START SOURCE DOCUMENT

Editor's note: This story has been updated to reflect the Senate Education Committee voting out House Bill 21.


The Senate Education Committee voted 9-1 to drastically alter the House's primary piece of school finance legislation Friday by stripping out $1.5 billion in funding.


But with just days left in the special session, the committee's chairman suggested compromise with the lower chamber was still possible.


State Sen. Larry Taylor, R-Friendswood, said the $1.8 billion originally included in the lower chamber's bill, House Bill 21, set a "false expectation," but added that he’d continue to work with his counterpart in the lower chamber, House Public Education Committee Chairman Dan Huberty, R-Houston. On Tuesday, Taylor had described the House proposal as “not a long-term solution" and said he would not concede on the bulk of it.



The House and Senate may be headed for a stalemate over how to improve the state’s beleaguered public school finance system. The special session that Gov. Greg Abbott convened on July 18 must end by Wednesday. While the Senate has pushed for passing legislation requiring the system to be studied in advance of major changes during the 2019 legislative session, the House wants to inject more money into state schools now and thinks the issue has been reviewed enough. 


Two days ago, Huberty said the lower chamber wouldn’t pass the Senate’s preferred measure – which would create a commission to study school finance – unless the Senate did the same with HB 21. And yesterday, nearly 1,500 local school superintendents and trustees urged the head of the Senate, Lt. Gov. Dan Patrick, to support HB 21 as approved by the House. 


The Senate committee swiftly laid out a substitute bill Friday morning that would put $311 million into public schools, with funding from the Health and Human Services Commission. Taylor said he hoped the committee’s version of the bill would be voted on by the full Senate tomorrow, and then quickly advance to a conference committee.


Though the substitute bill passed, several senators who voted in favor of the measure voiced reservations. State Sen. Bob Hall, R-Edgewood, said the legislation was "spending money we do not have." State Sen. Don Huffines, R-Dallas, added he thought the bill was missing a school choice component. 


Before the committee’s revisions, the House bill would have used a $1.8 billion infusion to increase the base per-student funding the state gives to school districts, in part by upping how much money is allotted to students who are dyslexic and bilingual. The bill, authored by Huberty, also would have created a transitional $200 million grant program over the next two years to help out some school districts that would be hardest-hit by the upcoming loss of a state aid program. About 250 small, rural school districts depend on the program, Additional State Aid for Tax Reduction, which is slated to expire in September.


A separate measure to extend the program for two years was voted out of a House committee Wednesday, after the lower chamber shot down similar legislation on the floor last week.

END SOURCE DOCUMENT
START RECORDS

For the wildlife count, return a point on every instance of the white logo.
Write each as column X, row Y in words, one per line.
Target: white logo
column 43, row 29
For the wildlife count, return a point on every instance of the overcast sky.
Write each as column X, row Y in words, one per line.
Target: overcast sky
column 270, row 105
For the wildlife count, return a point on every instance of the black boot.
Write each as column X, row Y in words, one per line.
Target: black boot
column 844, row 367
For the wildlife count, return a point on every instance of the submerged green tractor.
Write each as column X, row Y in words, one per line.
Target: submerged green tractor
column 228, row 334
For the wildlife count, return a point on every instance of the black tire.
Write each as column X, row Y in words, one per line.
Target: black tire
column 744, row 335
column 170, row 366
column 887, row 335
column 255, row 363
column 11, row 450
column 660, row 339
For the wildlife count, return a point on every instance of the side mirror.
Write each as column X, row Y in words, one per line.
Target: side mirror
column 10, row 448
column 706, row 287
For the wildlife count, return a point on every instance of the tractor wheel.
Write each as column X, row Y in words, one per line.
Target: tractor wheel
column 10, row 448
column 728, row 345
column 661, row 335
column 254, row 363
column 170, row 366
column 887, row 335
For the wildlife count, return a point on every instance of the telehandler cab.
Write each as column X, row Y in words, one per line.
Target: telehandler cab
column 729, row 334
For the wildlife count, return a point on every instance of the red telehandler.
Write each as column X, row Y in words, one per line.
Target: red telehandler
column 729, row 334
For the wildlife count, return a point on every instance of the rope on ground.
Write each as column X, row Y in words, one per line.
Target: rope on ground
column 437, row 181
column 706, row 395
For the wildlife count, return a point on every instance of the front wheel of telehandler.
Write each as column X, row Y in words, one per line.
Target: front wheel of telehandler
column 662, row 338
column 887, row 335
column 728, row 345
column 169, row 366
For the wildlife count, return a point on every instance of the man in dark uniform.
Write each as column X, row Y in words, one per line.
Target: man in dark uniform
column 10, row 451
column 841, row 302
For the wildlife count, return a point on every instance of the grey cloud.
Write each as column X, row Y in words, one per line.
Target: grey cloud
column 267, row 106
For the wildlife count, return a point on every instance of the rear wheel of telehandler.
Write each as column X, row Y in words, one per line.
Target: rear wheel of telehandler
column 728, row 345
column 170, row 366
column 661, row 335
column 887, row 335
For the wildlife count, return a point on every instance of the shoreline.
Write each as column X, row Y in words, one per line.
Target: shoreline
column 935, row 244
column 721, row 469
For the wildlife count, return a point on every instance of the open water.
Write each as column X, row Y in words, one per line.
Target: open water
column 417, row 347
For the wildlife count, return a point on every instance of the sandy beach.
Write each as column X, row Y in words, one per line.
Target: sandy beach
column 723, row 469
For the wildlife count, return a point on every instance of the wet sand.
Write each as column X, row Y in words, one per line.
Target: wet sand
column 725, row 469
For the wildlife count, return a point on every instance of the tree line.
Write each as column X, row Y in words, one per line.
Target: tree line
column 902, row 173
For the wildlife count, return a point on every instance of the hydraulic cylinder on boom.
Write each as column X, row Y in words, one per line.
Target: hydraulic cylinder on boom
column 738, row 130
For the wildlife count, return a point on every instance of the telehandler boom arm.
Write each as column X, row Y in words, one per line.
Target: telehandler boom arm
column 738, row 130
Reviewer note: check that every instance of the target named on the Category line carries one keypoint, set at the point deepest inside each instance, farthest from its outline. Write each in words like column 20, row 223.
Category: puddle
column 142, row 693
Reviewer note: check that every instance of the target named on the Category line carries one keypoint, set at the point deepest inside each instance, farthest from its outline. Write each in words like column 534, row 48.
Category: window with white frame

END RECORDS
START RECORDS

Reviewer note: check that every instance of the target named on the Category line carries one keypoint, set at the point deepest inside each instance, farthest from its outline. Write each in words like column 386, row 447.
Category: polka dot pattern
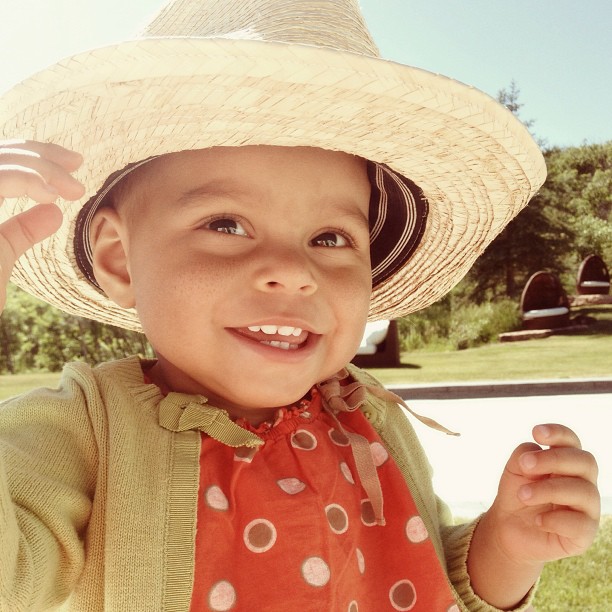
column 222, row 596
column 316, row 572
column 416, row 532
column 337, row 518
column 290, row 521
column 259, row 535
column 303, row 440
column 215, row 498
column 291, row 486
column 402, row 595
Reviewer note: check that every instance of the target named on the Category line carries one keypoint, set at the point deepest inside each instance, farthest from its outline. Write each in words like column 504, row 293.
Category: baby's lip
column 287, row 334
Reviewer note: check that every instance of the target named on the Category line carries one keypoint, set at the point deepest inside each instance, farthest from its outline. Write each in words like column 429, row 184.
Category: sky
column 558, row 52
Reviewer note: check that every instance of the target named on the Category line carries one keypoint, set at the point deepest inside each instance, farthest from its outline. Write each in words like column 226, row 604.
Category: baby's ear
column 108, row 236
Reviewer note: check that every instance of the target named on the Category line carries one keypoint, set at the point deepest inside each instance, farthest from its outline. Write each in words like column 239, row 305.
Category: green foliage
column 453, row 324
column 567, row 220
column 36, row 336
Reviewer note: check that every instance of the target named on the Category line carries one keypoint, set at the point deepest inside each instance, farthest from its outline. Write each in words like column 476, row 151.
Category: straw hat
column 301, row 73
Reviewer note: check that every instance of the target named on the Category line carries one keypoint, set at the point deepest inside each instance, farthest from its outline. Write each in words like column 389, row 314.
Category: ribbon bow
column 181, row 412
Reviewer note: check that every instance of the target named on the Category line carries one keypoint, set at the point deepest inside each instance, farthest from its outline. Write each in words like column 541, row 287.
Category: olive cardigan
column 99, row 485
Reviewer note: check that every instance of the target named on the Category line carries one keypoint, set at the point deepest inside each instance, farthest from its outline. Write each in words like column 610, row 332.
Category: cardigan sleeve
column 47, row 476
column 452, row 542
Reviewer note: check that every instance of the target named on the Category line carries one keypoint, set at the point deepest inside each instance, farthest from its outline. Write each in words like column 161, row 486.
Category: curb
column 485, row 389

END RECORDS
START RECORDS

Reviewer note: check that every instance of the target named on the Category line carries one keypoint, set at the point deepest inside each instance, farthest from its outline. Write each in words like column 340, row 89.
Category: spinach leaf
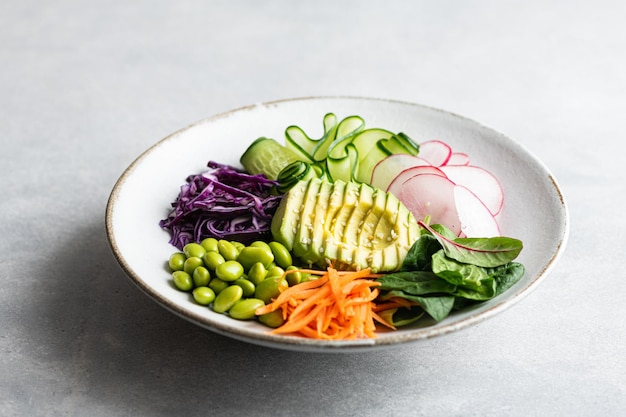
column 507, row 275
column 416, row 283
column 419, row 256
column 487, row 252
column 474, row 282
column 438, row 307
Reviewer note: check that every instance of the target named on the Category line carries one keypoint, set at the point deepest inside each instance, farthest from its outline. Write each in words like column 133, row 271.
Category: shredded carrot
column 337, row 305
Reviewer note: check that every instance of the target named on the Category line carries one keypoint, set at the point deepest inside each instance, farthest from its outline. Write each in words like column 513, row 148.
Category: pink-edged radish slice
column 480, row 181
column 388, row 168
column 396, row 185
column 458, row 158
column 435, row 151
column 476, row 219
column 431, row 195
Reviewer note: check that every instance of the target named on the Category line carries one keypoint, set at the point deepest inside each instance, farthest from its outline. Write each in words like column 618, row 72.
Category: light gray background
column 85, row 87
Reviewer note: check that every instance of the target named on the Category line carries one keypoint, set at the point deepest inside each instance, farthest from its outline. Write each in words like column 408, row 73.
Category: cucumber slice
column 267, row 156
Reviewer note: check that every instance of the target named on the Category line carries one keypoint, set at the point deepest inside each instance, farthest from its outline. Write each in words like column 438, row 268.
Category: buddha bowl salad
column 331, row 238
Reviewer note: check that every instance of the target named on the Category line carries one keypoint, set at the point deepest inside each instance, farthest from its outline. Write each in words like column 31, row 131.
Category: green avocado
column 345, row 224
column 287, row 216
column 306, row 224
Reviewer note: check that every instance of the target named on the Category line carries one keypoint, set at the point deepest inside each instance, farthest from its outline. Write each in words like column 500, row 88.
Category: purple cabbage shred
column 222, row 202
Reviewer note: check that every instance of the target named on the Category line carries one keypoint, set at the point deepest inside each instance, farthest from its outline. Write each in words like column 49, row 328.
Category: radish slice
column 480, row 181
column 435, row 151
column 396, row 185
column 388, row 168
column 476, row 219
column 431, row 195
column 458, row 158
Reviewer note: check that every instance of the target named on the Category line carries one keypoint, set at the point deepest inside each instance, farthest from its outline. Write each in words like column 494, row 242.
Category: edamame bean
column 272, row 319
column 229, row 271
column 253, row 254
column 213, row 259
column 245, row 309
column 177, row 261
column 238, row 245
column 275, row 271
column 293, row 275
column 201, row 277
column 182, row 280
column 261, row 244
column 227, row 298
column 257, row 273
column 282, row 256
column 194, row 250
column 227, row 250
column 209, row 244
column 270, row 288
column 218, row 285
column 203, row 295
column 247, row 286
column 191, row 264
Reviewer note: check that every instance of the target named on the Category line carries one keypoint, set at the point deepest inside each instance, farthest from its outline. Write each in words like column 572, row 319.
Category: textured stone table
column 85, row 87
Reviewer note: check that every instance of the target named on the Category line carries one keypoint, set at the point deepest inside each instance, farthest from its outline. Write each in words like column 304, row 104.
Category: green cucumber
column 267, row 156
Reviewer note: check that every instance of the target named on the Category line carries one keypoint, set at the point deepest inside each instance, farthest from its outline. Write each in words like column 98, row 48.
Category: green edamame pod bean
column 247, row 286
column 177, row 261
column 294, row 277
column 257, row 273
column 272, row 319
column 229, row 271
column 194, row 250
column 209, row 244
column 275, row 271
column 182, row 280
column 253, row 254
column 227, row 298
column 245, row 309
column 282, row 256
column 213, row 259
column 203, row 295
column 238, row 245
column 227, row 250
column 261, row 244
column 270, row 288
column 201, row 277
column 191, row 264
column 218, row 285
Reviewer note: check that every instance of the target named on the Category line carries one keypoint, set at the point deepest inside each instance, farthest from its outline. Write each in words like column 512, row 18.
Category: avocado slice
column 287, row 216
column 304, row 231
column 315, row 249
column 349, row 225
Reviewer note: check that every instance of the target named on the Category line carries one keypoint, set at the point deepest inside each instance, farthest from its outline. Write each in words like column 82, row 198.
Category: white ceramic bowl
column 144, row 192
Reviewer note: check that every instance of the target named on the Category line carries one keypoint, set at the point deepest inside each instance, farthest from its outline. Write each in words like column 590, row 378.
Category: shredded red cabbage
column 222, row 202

END RECORDS

* [EXERCISE SET]
[A] According to the school finance article, why would House Bill 21 have created a transitional $200 million grant program? Answer in one to three sentences.
[B] Answer these questions from the school finance article:
(i) What was the Senate Education Committee's vote on the changes to the House bill?
(ii) On what date did Gov. Greg Abbott convene the special session?
(iii) Where would the funding for the Senate committee's $311 million substitute bill come from?

* [SOLUTIONS TO THE EXERCISE]
[A] The grant program would have helped the school districts hit hardest by the upcoming loss of a state aid program, Additional State Aid for Tax Reduction. About 250 small, rural districts depend on that program, which is set to expire in September.

[B]
(i) 9-1
(ii) July 18
(iii) The Health and Human Services Commission